## Assigned task A
From the Logos bookstore account, list the subject of each book that a customer is said to have bought, where that subject is named.
## Assigned task B
Please extend the Logos bookstore account, picking up right after its final sentence.

## Excerpt
--------------------------------------------------
The day at Logos was busy, but less emotional. There are only 3 more work days before I leave Logos and I was feeling "short timer's syndrome." There were lots of customers, but I'll just hit the more interesting ones. The first actually was not a customer but a guy in a Seattle's Best Coffee shirt who came in, carrying a bag. He set the bag down on a chair then came to the desk and said all he needed was a bookmark. He took a bookmark out of our vase where they sit, got his bag and left again.
A mom with two grown daughters came in, all three browsing. Each bought a book. Mom bought a book on Hummel figures. One daughter bought a book on the history of the horse and the other bought a biography of Walt Disney.
A guy from the music store around the corner found a barbain book he liked, so plunked the book down on the desk while he went back to the store and got money.
Another guy bought a bargain book for $1 but only had a $20 so left a $4 tip. "It's only fair," he said.
A couple of people from Friends of the Public Library came in to measure the back room for shelves they are going to build there.
An old woman with an ankle-length skirt, oversized shoes, a sweater, and knit cap, using a cane took a book out of the front window and sat down at a table to read it. She was there a long time then brought the book to the desk. It was a book on vintage Vietnamese cars and she wanted to know if we had the "American version." When I said we did not, she left. $1 was too much to spend, I guess!
A woman was looking for a copy of "The Little Prince" and while helping her look, I had a major dizzy spell and had to hang onto the bookcase. I think it was because I was bent over with my head tilted to one side. When I started to walk to the desk, I had to grab quickly for the desk. But as soon as I sat down I was fine, with no recurrence.
My friend came in at 4;30 and bought a book on the Asian art museum in San Francisco. He helped the lady with the Vietnamese car book to put it back on the outside shelves.
A guy bought a book by Gregory Benford which he said he had somewhere in hardback, but didn't know where it was. I wondered if Benford was related to Harry Benford, who wrote the definitive Gilbert & Sullivan encyclopedia. But from what I can glean from Wikipedia, they are not related.
--------------------------------------------------
[Stored data entries]
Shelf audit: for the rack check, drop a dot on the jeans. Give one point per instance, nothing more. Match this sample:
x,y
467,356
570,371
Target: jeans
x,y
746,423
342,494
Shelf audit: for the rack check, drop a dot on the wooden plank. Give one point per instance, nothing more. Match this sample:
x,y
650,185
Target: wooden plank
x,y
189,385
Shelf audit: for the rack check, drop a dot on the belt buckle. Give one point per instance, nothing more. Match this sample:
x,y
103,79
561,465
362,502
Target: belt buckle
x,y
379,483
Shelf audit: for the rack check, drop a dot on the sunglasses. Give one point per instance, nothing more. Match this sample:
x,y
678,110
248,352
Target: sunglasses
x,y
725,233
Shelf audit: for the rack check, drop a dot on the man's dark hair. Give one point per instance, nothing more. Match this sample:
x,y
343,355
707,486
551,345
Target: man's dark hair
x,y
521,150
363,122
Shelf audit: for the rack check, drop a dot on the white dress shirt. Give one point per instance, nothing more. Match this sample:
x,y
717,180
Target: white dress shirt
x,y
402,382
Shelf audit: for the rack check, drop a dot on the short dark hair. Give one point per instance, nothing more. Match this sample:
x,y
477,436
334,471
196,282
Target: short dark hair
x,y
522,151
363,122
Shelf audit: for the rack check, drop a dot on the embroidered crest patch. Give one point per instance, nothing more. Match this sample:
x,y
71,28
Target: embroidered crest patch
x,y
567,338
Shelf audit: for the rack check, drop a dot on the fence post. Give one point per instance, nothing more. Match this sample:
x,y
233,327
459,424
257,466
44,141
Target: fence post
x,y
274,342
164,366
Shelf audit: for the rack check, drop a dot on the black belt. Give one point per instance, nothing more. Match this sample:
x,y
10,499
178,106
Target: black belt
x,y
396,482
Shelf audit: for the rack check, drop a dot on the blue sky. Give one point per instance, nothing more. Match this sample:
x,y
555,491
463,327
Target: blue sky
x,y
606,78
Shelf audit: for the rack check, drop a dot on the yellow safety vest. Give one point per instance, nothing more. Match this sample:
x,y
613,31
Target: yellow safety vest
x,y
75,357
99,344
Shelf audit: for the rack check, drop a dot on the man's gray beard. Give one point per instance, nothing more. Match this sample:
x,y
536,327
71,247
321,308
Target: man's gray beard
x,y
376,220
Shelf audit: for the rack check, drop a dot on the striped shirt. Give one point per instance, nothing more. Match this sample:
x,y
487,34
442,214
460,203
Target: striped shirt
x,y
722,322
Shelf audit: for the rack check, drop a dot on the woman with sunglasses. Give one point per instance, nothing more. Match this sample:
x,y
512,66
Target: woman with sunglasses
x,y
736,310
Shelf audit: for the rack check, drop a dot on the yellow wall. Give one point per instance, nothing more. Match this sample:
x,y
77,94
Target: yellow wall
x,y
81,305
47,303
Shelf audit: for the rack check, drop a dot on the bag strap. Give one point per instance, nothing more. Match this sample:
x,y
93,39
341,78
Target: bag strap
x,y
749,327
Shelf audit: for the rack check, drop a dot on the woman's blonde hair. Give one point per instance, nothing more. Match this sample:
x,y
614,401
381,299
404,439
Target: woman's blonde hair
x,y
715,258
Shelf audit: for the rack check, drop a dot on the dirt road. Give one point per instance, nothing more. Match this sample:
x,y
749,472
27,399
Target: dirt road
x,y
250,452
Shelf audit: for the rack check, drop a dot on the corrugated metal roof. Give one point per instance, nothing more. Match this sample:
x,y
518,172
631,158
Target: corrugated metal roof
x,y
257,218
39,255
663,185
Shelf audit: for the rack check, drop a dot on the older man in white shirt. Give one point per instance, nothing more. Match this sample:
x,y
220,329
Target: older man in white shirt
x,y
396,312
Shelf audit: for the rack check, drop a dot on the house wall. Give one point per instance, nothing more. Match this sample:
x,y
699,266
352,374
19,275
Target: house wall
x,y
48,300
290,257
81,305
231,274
--------------------------------------------------
## Answer section A
- Hummel figures
- The history of the horse
- A biography of Walt Disney
- The Asian art museum in San Francisco

## Answer section B
A woman came in to find out if there will be some sort of goodbye celebration when Peter and Susan leave. Susan says "Lord, no!" and that her end of store party was the one she had for the volunteers in December.
A Latino looking man with a Cornell sweatshirt bought the worls of Aristotle, a book in Spanish, and a book from the literature section.
A lady in Puss in Boots boots bought "Ulysses" and H.G. Wells' "The Time machine."
A colorful guy in an electric blue jacket that had like slashes in the sleeves which showd red, yellow and orange in the slash parts came in. He also had a hat with muted rainbow colors and a cane.
When he took off his jacket and hat, he looked more normal. He was still browsing when I left at 6, but had already stacked up two books on Van Gogh, a book called "Gross National Happiness" (a nice complement to the book I was reading, "The Geography of Bliss," about a man's hunt for the happiest place on earth), "Analysis and Valuation of Retail Locations," "Mastering French," "Larousse French Dictionary," a book of German Art, a Philip Pearlstein retrospective (lots of nude watercolors). I don't know what his final total was, but he definitely was loading up!
A guy also came in with a big "bag of cool books" to donate. He said his late wife was a librarian and got special books. I didnt look to see what was in the bag, but it was definitely heavy.
Came home to cook the first Blue Apron dinner I've cooked in two weeks. The nice thing about Blue Apron shrimp dishes is they are loaded with shrimp.